▶ _Document passage_:

Report of a subgroup of the Leadership Development and Current Issues Committee at the Mississippi Summer Project Curriculum Conference. March 21-22

 

The group reporting dealt with political, economic, and social issues.

 

Approach: Problem-Solving through a series of case studies.

To develop in the future leaders of Mississippi an ability to deal with the problems of their state. Problem solving, as the committee views it, will be developed through a series of case studies dealing with the relevant political, economic, and social issues.

 

Advantages of approach:

1. Each problem or “case” will be related to the experiences and life situation of the students in Mississippi. It was felt that the academic disciplines of economics, politics, etc. could be best presented in the form that they present themselves in one’s life. For example, economics can be presented not as a graph but rather in the form of a loan not made or a job lost to a machine.

 

2. We will be able to enact new educational values by practicing more creative methods which will stimulate latent talents and interests that have been submerged too long. It is felt that one of the things which can be accomplished in such a short period of time is a “whetting of appetites” for further reading and educational experiences.

▶ _Complete the following_:
A. According to the subgroup report, in what form could economics be presented instead of as a graph?
B. From the subgroup report, extract everything from "2. We will be" down to "and educational experiences.".
Rely only on the subgroup report for your answers.

[Records]

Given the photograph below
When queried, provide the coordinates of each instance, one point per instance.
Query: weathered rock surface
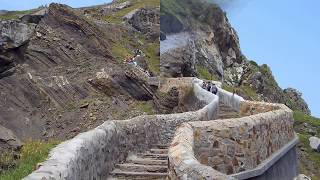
(167, 103)
(14, 34)
(147, 22)
(302, 177)
(48, 77)
(212, 49)
(8, 141)
(315, 143)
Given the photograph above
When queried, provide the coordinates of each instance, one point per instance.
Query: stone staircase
(152, 164)
(226, 112)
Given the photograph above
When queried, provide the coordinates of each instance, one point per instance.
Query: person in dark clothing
(208, 86)
(214, 89)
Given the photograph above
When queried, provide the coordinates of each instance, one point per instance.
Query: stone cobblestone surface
(232, 145)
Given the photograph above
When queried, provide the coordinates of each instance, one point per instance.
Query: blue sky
(285, 35)
(281, 33)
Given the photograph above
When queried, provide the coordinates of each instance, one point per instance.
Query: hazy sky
(285, 35)
(281, 33)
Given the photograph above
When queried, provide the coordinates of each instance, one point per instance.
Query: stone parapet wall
(233, 145)
(182, 162)
(93, 154)
(230, 99)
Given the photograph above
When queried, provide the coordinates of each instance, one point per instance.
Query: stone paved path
(225, 112)
(150, 165)
(154, 163)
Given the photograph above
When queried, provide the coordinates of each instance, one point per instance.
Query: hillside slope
(199, 41)
(63, 70)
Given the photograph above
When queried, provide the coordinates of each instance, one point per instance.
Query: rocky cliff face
(198, 40)
(62, 70)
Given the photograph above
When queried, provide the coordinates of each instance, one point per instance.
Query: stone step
(142, 168)
(159, 151)
(137, 175)
(148, 161)
(154, 156)
(161, 146)
(228, 113)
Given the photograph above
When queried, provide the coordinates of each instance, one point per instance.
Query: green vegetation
(32, 152)
(16, 14)
(120, 52)
(243, 90)
(254, 63)
(310, 160)
(146, 107)
(266, 71)
(205, 74)
(136, 4)
(151, 50)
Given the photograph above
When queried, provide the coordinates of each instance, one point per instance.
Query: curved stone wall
(93, 154)
(230, 146)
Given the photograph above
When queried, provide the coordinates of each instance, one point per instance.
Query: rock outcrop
(14, 34)
(315, 143)
(48, 74)
(8, 141)
(147, 21)
(209, 48)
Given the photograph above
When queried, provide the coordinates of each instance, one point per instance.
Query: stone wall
(93, 154)
(230, 99)
(233, 145)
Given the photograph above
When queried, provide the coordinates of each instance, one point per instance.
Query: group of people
(132, 59)
(209, 86)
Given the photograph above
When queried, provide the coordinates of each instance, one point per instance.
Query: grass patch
(151, 50)
(145, 106)
(244, 90)
(205, 74)
(16, 14)
(119, 52)
(33, 152)
(309, 155)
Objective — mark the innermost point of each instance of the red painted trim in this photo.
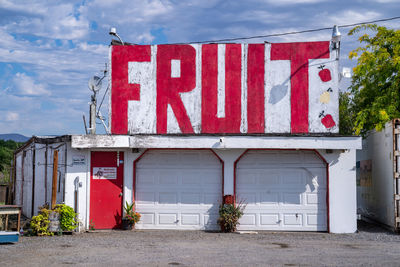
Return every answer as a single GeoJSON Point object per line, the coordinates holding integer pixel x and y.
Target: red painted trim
{"type": "Point", "coordinates": [141, 156]}
{"type": "Point", "coordinates": [313, 150]}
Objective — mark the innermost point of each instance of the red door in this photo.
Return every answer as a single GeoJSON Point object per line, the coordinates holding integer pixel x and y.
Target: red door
{"type": "Point", "coordinates": [106, 184]}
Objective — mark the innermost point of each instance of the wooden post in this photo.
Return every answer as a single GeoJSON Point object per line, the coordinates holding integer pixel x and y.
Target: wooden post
{"type": "Point", "coordinates": [54, 185]}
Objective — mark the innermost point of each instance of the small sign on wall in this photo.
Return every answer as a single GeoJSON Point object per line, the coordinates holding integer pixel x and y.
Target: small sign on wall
{"type": "Point", "coordinates": [109, 173]}
{"type": "Point", "coordinates": [78, 160]}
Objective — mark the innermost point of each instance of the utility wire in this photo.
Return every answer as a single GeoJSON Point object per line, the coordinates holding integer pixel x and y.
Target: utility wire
{"type": "Point", "coordinates": [290, 33]}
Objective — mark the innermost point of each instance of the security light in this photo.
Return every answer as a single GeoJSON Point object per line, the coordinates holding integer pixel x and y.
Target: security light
{"type": "Point", "coordinates": [336, 36]}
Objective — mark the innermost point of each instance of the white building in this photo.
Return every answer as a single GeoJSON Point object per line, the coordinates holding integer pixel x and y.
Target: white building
{"type": "Point", "coordinates": [194, 126]}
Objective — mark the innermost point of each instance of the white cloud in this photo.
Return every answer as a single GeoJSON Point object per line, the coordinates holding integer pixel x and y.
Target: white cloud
{"type": "Point", "coordinates": [26, 85]}
{"type": "Point", "coordinates": [56, 46]}
{"type": "Point", "coordinates": [347, 17]}
{"type": "Point", "coordinates": [293, 2]}
{"type": "Point", "coordinates": [12, 116]}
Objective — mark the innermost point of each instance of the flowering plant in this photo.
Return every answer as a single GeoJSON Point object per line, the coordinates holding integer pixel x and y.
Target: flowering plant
{"type": "Point", "coordinates": [133, 218]}
{"type": "Point", "coordinates": [130, 215]}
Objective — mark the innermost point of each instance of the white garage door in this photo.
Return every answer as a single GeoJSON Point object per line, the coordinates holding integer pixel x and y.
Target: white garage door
{"type": "Point", "coordinates": [284, 191]}
{"type": "Point", "coordinates": [178, 189]}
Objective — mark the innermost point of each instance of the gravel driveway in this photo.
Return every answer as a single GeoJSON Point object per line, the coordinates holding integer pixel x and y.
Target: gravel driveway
{"type": "Point", "coordinates": [371, 246]}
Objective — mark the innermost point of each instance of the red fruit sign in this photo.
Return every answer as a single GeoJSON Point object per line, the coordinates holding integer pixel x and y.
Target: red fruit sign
{"type": "Point", "coordinates": [325, 75]}
{"type": "Point", "coordinates": [328, 121]}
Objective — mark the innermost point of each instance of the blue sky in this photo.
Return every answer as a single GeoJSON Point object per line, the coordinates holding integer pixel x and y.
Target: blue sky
{"type": "Point", "coordinates": [50, 49]}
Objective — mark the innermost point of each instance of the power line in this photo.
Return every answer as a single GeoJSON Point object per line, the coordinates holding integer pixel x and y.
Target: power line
{"type": "Point", "coordinates": [289, 33]}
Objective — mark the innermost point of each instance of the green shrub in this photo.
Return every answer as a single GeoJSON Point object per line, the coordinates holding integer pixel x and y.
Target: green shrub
{"type": "Point", "coordinates": [68, 220]}
{"type": "Point", "coordinates": [229, 215]}
{"type": "Point", "coordinates": [40, 223]}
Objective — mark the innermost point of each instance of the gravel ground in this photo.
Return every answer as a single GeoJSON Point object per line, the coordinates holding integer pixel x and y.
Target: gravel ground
{"type": "Point", "coordinates": [371, 246]}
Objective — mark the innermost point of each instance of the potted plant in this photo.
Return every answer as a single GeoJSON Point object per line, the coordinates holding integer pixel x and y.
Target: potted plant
{"type": "Point", "coordinates": [131, 217]}
{"type": "Point", "coordinates": [229, 215]}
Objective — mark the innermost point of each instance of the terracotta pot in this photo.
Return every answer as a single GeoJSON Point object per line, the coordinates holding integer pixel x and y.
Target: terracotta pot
{"type": "Point", "coordinates": [126, 224]}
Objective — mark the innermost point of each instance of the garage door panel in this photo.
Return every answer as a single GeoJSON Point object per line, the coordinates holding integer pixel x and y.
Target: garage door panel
{"type": "Point", "coordinates": [314, 199]}
{"type": "Point", "coordinates": [210, 199]}
{"type": "Point", "coordinates": [292, 219]}
{"type": "Point", "coordinates": [248, 219]}
{"type": "Point", "coordinates": [147, 218]}
{"type": "Point", "coordinates": [146, 177]}
{"type": "Point", "coordinates": [168, 198]}
{"type": "Point", "coordinates": [268, 179]}
{"type": "Point", "coordinates": [268, 198]}
{"type": "Point", "coordinates": [269, 219]}
{"type": "Point", "coordinates": [248, 198]}
{"type": "Point", "coordinates": [290, 199]}
{"type": "Point", "coordinates": [248, 179]}
{"type": "Point", "coordinates": [168, 179]}
{"type": "Point", "coordinates": [190, 219]}
{"type": "Point", "coordinates": [288, 194]}
{"type": "Point", "coordinates": [191, 179]}
{"type": "Point", "coordinates": [191, 198]}
{"type": "Point", "coordinates": [315, 220]}
{"type": "Point", "coordinates": [167, 218]}
{"type": "Point", "coordinates": [145, 198]}
{"type": "Point", "coordinates": [187, 191]}
{"type": "Point", "coordinates": [210, 221]}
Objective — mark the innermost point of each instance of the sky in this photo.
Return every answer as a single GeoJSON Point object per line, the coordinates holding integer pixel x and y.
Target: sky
{"type": "Point", "coordinates": [50, 49]}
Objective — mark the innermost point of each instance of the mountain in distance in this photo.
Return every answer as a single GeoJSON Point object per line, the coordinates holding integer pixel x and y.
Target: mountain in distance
{"type": "Point", "coordinates": [15, 137]}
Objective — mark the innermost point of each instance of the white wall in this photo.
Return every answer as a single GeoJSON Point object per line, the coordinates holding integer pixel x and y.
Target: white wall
{"type": "Point", "coordinates": [342, 183]}
{"type": "Point", "coordinates": [229, 157]}
{"type": "Point", "coordinates": [18, 179]}
{"type": "Point", "coordinates": [342, 190]}
{"type": "Point", "coordinates": [376, 198]}
{"type": "Point", "coordinates": [77, 178]}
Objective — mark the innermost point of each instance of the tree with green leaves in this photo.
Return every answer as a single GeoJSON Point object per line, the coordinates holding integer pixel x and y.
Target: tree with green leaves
{"type": "Point", "coordinates": [375, 88]}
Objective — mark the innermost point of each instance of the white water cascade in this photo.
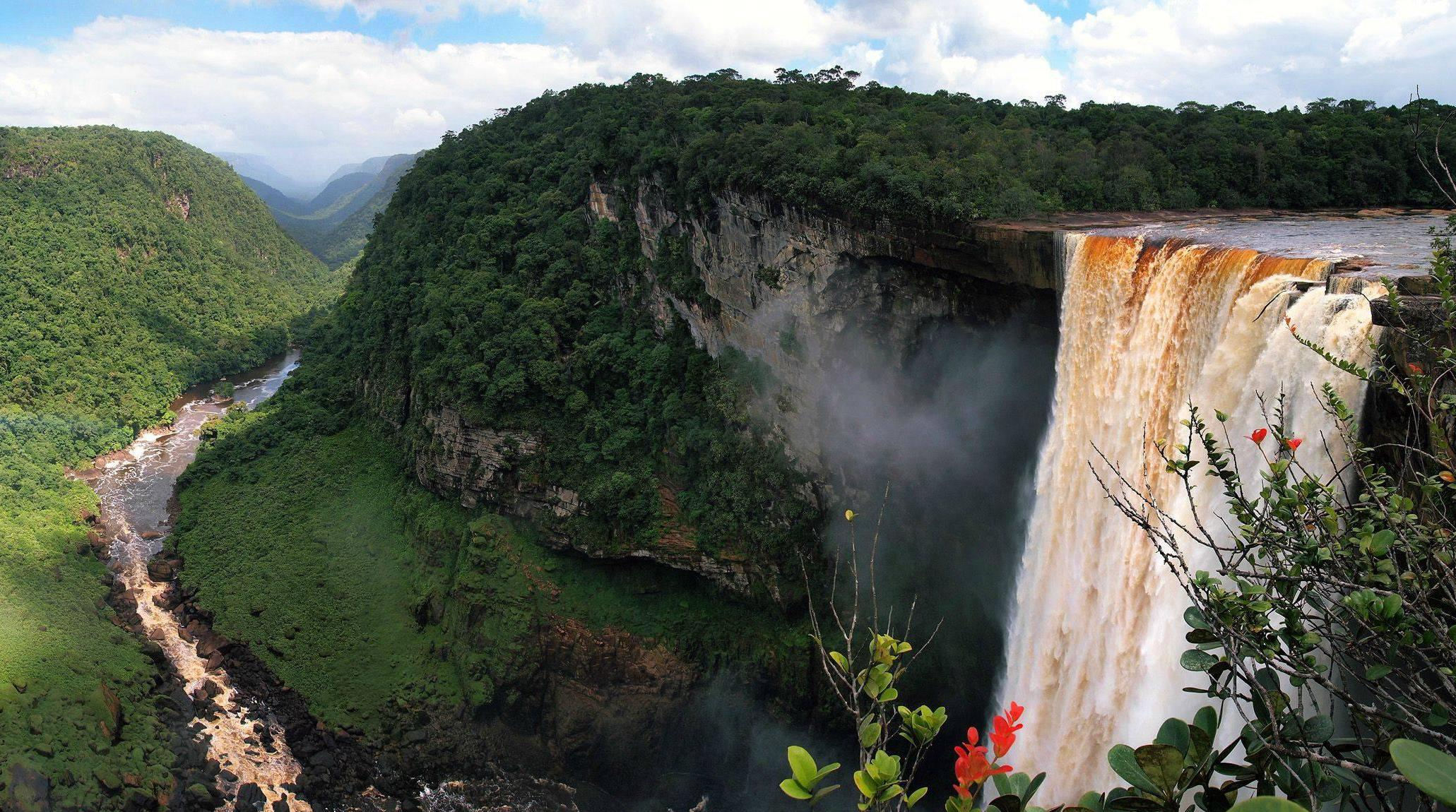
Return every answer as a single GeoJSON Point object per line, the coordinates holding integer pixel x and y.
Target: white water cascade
{"type": "Point", "coordinates": [1096, 631]}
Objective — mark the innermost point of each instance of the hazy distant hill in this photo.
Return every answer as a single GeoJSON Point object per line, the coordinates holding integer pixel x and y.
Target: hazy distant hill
{"type": "Point", "coordinates": [259, 169]}
{"type": "Point", "coordinates": [336, 222]}
{"type": "Point", "coordinates": [131, 267]}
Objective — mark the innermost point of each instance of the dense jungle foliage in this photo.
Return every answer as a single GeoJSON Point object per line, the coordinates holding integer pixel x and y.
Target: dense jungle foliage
{"type": "Point", "coordinates": [131, 265]}
{"type": "Point", "coordinates": [337, 222]}
{"type": "Point", "coordinates": [816, 140]}
{"type": "Point", "coordinates": [488, 289]}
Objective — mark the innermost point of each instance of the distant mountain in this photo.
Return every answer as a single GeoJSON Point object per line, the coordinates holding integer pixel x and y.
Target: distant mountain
{"type": "Point", "coordinates": [337, 220]}
{"type": "Point", "coordinates": [258, 168]}
{"type": "Point", "coordinates": [273, 197]}
{"type": "Point", "coordinates": [133, 265]}
{"type": "Point", "coordinates": [372, 166]}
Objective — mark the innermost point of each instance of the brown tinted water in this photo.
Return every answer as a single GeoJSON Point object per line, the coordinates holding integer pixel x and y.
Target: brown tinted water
{"type": "Point", "coordinates": [136, 486]}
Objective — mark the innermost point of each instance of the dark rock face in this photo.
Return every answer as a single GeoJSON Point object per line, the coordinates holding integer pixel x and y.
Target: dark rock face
{"type": "Point", "coordinates": [772, 274]}
{"type": "Point", "coordinates": [27, 791]}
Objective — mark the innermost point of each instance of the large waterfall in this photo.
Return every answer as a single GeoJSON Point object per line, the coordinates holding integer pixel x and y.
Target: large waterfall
{"type": "Point", "coordinates": [1092, 651]}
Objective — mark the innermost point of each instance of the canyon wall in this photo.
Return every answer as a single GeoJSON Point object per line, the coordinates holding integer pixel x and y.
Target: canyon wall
{"type": "Point", "coordinates": [794, 293]}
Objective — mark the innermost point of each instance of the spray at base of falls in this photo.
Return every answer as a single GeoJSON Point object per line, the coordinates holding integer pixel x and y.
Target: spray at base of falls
{"type": "Point", "coordinates": [1148, 328]}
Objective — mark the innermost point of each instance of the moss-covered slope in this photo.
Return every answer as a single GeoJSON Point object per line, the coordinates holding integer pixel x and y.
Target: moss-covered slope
{"type": "Point", "coordinates": [130, 267]}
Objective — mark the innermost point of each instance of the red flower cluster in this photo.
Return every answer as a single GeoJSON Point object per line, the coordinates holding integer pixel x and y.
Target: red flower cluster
{"type": "Point", "coordinates": [1292, 443]}
{"type": "Point", "coordinates": [971, 766]}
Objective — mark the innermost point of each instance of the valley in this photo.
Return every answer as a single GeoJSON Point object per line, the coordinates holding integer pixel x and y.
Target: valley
{"type": "Point", "coordinates": [564, 438]}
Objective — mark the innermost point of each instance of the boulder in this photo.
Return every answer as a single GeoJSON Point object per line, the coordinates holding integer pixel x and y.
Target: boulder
{"type": "Point", "coordinates": [27, 791]}
{"type": "Point", "coordinates": [251, 799]}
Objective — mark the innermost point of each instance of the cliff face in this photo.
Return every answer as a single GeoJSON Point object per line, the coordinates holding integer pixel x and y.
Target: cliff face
{"type": "Point", "coordinates": [786, 289]}
{"type": "Point", "coordinates": [791, 289]}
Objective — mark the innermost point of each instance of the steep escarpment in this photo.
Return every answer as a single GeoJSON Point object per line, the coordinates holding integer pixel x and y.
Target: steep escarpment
{"type": "Point", "coordinates": [133, 265]}
{"type": "Point", "coordinates": [608, 360]}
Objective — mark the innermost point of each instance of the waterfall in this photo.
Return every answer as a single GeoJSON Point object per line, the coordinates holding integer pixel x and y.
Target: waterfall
{"type": "Point", "coordinates": [1096, 631]}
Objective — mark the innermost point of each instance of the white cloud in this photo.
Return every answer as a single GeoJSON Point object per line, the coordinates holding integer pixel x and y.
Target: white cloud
{"type": "Point", "coordinates": [314, 101]}
{"type": "Point", "coordinates": [1262, 53]}
{"type": "Point", "coordinates": [306, 101]}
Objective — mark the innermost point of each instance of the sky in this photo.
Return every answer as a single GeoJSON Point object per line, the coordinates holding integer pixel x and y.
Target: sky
{"type": "Point", "coordinates": [312, 85]}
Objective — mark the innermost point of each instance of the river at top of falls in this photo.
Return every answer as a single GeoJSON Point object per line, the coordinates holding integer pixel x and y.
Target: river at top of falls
{"type": "Point", "coordinates": [1148, 326]}
{"type": "Point", "coordinates": [134, 486]}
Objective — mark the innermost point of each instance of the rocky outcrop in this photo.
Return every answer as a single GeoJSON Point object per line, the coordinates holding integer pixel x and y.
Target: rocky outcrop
{"type": "Point", "coordinates": [478, 465]}
{"type": "Point", "coordinates": [788, 289]}
{"type": "Point", "coordinates": [798, 292]}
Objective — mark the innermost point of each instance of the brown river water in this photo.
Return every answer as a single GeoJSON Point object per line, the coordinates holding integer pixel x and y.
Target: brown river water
{"type": "Point", "coordinates": [136, 486]}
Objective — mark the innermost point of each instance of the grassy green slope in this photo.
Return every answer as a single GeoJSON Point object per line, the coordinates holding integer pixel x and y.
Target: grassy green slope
{"type": "Point", "coordinates": [111, 301]}
{"type": "Point", "coordinates": [322, 554]}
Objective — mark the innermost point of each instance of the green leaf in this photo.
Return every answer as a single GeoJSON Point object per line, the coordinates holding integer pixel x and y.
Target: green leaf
{"type": "Point", "coordinates": [1162, 765]}
{"type": "Point", "coordinates": [1267, 804]}
{"type": "Point", "coordinates": [1378, 671]}
{"type": "Point", "coordinates": [822, 792]}
{"type": "Point", "coordinates": [867, 786]}
{"type": "Point", "coordinates": [1207, 718]}
{"type": "Point", "coordinates": [1123, 760]}
{"type": "Point", "coordinates": [1192, 659]}
{"type": "Point", "coordinates": [1428, 769]}
{"type": "Point", "coordinates": [803, 766]}
{"type": "Point", "coordinates": [1318, 729]}
{"type": "Point", "coordinates": [1033, 787]}
{"type": "Point", "coordinates": [794, 791]}
{"type": "Point", "coordinates": [1192, 616]}
{"type": "Point", "coordinates": [1176, 732]}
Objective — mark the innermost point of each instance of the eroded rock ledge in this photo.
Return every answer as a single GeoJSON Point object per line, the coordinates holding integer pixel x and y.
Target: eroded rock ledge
{"type": "Point", "coordinates": [786, 287]}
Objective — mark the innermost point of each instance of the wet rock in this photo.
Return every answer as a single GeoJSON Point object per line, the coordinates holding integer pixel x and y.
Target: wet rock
{"type": "Point", "coordinates": [251, 799]}
{"type": "Point", "coordinates": [27, 791]}
{"type": "Point", "coordinates": [199, 796]}
{"type": "Point", "coordinates": [160, 569]}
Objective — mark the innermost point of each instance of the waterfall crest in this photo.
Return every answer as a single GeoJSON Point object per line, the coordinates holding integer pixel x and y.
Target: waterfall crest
{"type": "Point", "coordinates": [1096, 631]}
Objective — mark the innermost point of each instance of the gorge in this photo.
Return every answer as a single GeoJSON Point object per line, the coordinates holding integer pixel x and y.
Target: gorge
{"type": "Point", "coordinates": [561, 474]}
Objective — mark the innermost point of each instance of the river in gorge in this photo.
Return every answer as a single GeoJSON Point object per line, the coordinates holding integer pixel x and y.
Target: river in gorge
{"type": "Point", "coordinates": [136, 488]}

▶ _Written responses_:
A. As a loan not made or a job lost to a machine.

B.
2. We will be able to enact new educational values by practicing more creative methods which will stimulate latent talents and interests that have been submerged too long. It is felt that one of the things which can be accomplished in such a short period of time is a “whetting of appetites” for further reading and educational experiences.